#### [EXERCISE]
Answer these from the NAFTA renegotiation text:
(a) Which three countries must resolve the disagreements?
(b) What does the NAFTA renegotiation text call the true global trade dilemma of our time?
(c) Which focus for the negotiators does it call misguided?

#### [TEXT EXCERPT]

________________________________________

How to Improve NAFTA



Jorge G. Casteneda, and Carlos Heredia

MEXICO CITY – As US President Donald Trump promised, renegotiation of the North American Free Trade Agreement (NAFTA) has commenced. The initial talks are already sending a clear message: the disagreements to be resolved by Canada, Mexico, and the United States are fundamentally political, not economic, and they are as pronounced within each country as they are between them.

Contrary to popular belief, the true global trade dilemma of our time is not so much liberalization versus protectionism, but the rights of capital versus the rights of people. In recent years, trade pacts have exacerbated imbalances on that front, by failing to deliver benefits for the many, rather than for a relatively few powerful corporations.

In this context, a focus on improving each NAFTA economy’s trade balance would be misguided. Instead, negotiators must aim to spread the benefits of trade more widely, by taking better advantage of the opportunities for cooperation stemming from geographical proximity, complementary labor markets, demographic dynamics, and economic integration.

________________________________________

#### [AVAILABLE DATA]

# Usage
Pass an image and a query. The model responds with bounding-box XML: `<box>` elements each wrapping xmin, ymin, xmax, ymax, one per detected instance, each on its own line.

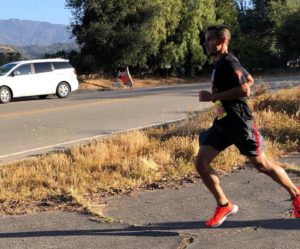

________________________________________

#### [ANSWER FOR THE TASK]
(a) Canada, Mexico, and the United States
(b) The rights of capital versus the rights of people
(c) A focus on improving each NAFTA economy's trade balance